• _Requirement 1_: Please write out the portion of the cycling article that starts at the words "But it’s good" and ends after the words "a training plan.".
• _Requirement 2_: According to the cycling article, how many hours of cycling per week will you probably need to be ready for most amateur cycling races?

• _Page excerpt_:
How Many Hours per Week Should You Ride – For Performance?

By Jiri Kaloc

How much time in the saddle does it take to be faster and have more endurance? If your goal is to improve performance and successfully finish cycling races, this article is for you. Let’s take a closer look at the number of hours and types of workouts you will need.

What does better performance look like?

A lot of cyclists would probably agree that being able to ride a bicycle longer and at higher speeds equals better performance. But in reality, most of us interested in performance are probably thinking about whether we can finish our favourite race. If this is your goal, the number of weekly hours you spend on the bike will need to be higher than someone’s who is cycling just for fun and general cardiovascular fitness. And you will probably also have to think more about how to structure those hours on the bike.

MTB
Mountain Bikers at Newnham Park, England. © Profimedia

Between 6 and 10 hours per week

If you want to be ready to take on most amateur cycling races, you will probably need something like 6 to 10 hours of cycling per week. This should be enough to successfully complete shorter intense races such as criteriums or short-track MTB races, and even longer cross-country MTB races as well as century races and marathons.

But it’s good to realize that your total workload always depends on two things – time and intensity. The number of weekly training hours is one thing. How you work with intensity during those hours is equally as important. So, making the best use of those 6 to 10 hours will require you to create intentional workouts and organize them into a training plan.

• _Data_:
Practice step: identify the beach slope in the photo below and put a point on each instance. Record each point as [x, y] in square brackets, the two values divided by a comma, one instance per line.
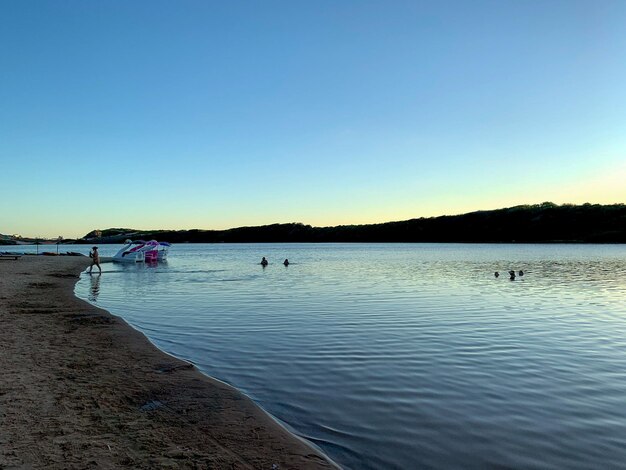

• _Final result 1_:
But it’s good to realize that your total workload always depends on two things – time and intensity. The number of weekly training hours is one thing. How you work with intensity during those hours is equally as important. So, making the best use of those 6 to 10 hours will require you to create intentional workouts and organize them into a training plan.

• _Final result 2_: Something like 6 to 10 hours per week.